**YOUR GOAL**. Extract every line of the data below that contains the string "outfield".

**DATA EXTRACT**.
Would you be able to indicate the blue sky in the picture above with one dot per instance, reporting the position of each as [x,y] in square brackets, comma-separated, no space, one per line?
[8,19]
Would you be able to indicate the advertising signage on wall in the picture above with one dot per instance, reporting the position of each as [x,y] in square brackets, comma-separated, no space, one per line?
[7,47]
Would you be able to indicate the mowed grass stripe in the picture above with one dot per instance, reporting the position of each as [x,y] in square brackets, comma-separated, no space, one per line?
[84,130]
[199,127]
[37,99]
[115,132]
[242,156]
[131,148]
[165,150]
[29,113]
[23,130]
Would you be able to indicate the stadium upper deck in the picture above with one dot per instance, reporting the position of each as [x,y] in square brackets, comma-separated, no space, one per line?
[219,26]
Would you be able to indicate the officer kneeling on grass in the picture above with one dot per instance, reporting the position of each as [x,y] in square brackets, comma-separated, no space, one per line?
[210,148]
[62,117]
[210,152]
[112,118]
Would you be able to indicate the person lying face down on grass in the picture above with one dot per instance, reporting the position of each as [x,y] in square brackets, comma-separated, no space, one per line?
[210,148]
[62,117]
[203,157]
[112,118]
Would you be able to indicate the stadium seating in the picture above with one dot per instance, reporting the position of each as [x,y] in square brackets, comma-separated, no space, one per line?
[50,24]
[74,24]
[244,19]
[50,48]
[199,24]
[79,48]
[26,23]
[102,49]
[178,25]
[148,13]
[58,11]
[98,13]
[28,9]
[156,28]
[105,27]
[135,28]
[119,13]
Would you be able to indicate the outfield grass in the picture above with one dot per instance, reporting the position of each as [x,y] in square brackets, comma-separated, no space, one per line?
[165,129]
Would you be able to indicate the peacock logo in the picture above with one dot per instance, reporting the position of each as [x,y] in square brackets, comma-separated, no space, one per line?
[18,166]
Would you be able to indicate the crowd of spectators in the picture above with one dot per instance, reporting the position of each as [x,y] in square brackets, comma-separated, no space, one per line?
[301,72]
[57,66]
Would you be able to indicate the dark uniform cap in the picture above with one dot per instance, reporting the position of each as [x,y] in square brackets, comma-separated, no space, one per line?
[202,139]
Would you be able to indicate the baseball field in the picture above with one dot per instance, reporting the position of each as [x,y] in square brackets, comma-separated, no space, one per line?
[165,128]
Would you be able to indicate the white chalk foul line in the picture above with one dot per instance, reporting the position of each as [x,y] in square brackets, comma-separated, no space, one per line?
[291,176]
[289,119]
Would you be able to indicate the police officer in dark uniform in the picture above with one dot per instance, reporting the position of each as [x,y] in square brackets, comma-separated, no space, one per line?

---

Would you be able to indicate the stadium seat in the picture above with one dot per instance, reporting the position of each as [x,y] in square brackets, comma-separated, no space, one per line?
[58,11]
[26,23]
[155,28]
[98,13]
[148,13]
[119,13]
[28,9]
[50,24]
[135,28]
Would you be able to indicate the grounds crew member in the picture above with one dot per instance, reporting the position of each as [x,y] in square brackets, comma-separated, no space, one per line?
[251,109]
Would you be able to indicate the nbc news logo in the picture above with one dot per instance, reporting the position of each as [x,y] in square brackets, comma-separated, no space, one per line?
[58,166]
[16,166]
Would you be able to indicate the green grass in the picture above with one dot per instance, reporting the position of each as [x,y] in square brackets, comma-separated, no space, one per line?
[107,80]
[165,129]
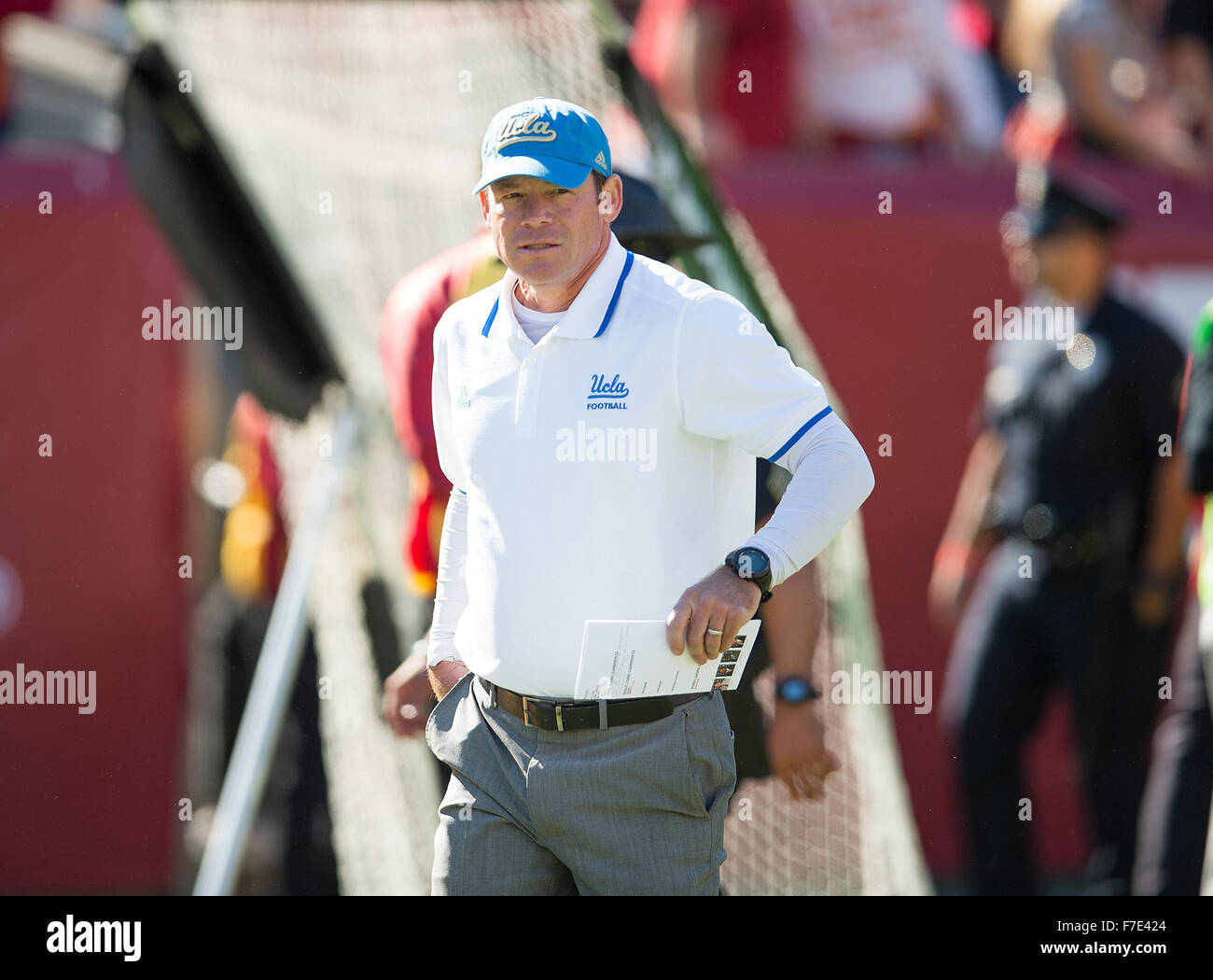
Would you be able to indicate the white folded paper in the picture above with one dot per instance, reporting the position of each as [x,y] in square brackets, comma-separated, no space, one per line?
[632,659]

**RESULT**.
Would you be able to indicate the outfield grass in the picture above with one dot per instance, reporting the position of each as [x,y] in square brackets, comma-separated, no space, one per line?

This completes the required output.